Passage shown:
It is common for companies and cybersecurity providers to talk about “cyber due diligence” as something that needs to be conducted in connection with pending mergers or acquisitions. A 2020 survey of 1,000 executives at U.S. corporations and private equity investor firms found that cybersecurity threats were the respondents’ principal concern about executing a deal in a virtual environment.
Cyber due diligence, however, must be a year-round concern for companies as they engage external providers of cyber-related services. Regrettably, a recent indictment that the U.S. Department of Justice obtained shows that companies cannot assume that the cybersecurity providers they engage are guaranteed to be trustworthy merely because they offer legitimate cybersecurity solutions.
On June 10, the Justice Department announced that on June 8, it had obtained an indictment in the Northern District of Georgia against Vikas Singla, the former chief operating officer of a metro-Atlanta network security company that served the health care industry, for allegedly conducting a cyberattack on Gwinnett Medical Center (GMC). The alleged attack, which took place in 2018, was conducted, in part, for financial gain.
The indictment charges Singla with 17 counts of intentional damage to a protected computer and one count of obtaining information by computer from a protected computer. It alleges that on September 27, 2018, Singla – aided by unknown others – intentionally caused damage to GMC computers that operated a GMC phone system and multiple printers, and obtained information from a Hologic digitizing device.
As the information regarding this indictment suggests, a company with an established working relationship with an external cybersecurity provider should maintain a “trust but verify” relationship between its internal information-security team and the external provider. Any indications from the company’s intrusion-detection systems that the provider (or an employee thereof) is seeking to enter the company’s networks or systems without clear prior approval may require an immediate cyberdefense response that does not involve the provider. By way of comparison, in GMC’s case GMC reportedly began investigating an unspecified security breach in 2018 after some of its patients’ data began appearing online. That investigation may have been what led to the Singla indictment.

What to do:
1) From the passage on cyber due diligence, extract the text beginning at the words "On June 10, the" and ending after the words "for financial gain.".
2) Answer these questions from the passage on cyber due diligence.
(a) How many executives took part in the 2020 survey?
(b) In which judicial district was the indictment against Vikas Singla obtained?
(c) On what date did the alleged damage to GMC computers occur?

Records:
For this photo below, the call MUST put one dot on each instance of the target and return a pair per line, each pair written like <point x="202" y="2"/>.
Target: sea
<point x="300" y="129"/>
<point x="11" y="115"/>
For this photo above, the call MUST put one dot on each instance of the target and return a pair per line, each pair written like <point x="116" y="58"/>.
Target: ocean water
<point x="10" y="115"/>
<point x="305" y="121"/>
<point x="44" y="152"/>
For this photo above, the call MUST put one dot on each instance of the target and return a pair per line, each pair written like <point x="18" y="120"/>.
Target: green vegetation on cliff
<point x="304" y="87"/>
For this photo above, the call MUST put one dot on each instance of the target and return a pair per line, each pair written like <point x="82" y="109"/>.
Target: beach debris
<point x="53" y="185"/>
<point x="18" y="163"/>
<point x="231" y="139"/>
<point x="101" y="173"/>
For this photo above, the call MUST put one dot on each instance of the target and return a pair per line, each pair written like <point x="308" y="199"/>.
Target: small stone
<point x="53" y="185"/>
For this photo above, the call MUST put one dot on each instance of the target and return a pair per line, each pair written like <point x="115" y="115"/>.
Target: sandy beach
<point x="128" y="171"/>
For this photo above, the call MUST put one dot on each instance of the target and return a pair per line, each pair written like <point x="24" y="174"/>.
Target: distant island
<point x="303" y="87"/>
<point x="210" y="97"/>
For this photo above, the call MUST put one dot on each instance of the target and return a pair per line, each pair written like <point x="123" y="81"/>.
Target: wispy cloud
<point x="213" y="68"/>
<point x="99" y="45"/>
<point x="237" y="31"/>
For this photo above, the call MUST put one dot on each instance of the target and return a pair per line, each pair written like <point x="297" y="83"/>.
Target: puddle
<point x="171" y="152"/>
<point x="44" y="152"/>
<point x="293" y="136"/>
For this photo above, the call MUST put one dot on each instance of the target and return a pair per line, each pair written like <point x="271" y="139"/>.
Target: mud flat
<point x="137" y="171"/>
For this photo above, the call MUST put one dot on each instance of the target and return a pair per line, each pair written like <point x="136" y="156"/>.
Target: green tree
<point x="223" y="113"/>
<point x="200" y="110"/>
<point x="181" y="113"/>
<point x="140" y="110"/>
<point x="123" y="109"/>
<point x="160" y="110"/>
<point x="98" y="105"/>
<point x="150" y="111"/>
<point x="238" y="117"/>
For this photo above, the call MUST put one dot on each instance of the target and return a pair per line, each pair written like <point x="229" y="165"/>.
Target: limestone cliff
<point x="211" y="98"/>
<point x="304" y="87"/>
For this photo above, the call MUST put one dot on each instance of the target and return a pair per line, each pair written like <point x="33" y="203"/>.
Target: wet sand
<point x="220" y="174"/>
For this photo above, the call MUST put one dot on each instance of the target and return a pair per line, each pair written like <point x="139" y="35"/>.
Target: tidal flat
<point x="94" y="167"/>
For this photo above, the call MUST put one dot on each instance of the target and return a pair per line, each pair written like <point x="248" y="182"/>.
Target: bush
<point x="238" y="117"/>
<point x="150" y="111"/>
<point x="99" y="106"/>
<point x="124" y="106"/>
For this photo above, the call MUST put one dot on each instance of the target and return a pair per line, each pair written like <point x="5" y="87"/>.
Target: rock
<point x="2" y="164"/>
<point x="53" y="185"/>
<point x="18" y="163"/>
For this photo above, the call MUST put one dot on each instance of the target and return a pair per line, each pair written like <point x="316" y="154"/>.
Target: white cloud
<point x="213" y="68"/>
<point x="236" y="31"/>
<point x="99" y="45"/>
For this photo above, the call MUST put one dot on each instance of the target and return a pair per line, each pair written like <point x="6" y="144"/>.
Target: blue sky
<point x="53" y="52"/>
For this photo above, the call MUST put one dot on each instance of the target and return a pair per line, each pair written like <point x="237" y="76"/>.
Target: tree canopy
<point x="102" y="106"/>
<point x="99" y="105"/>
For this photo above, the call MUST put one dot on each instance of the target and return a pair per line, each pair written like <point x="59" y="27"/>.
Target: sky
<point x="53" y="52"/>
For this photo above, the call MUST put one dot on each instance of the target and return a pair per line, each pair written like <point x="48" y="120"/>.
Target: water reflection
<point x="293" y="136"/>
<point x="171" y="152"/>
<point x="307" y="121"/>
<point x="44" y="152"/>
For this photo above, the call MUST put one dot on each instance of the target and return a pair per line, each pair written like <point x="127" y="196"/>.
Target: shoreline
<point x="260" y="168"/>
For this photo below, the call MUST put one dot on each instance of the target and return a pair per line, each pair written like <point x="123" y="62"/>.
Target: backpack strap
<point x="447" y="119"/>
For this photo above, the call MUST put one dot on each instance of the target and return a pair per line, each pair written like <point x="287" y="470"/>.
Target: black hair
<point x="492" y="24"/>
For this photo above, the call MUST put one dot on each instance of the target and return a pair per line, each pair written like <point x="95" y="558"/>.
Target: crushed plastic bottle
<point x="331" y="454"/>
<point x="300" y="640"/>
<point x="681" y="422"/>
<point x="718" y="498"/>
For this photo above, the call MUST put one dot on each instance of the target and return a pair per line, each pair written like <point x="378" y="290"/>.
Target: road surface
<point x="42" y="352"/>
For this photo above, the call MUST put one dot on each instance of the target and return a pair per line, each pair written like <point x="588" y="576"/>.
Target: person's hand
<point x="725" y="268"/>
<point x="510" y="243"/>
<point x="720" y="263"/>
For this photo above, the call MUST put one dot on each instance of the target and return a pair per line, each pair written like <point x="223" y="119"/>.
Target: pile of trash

Answers for the tasks:
1)
On June 10, the Justice Department announced that on June 8, it had obtained an indictment in the Northern District of Georgia against Vikas Singla, the former chief operating officer of a metro-Atlanta network security company that served the health care industry, for allegedly conducting a cyberattack on Gwinnett Medical Center (GMC). The alleged attack, which took place in 2018, was conducted, in part, for financial gain.

2)
(a) 1,000 executives.
(b) The Northern District of Georgia.
(c) September 27, 2018.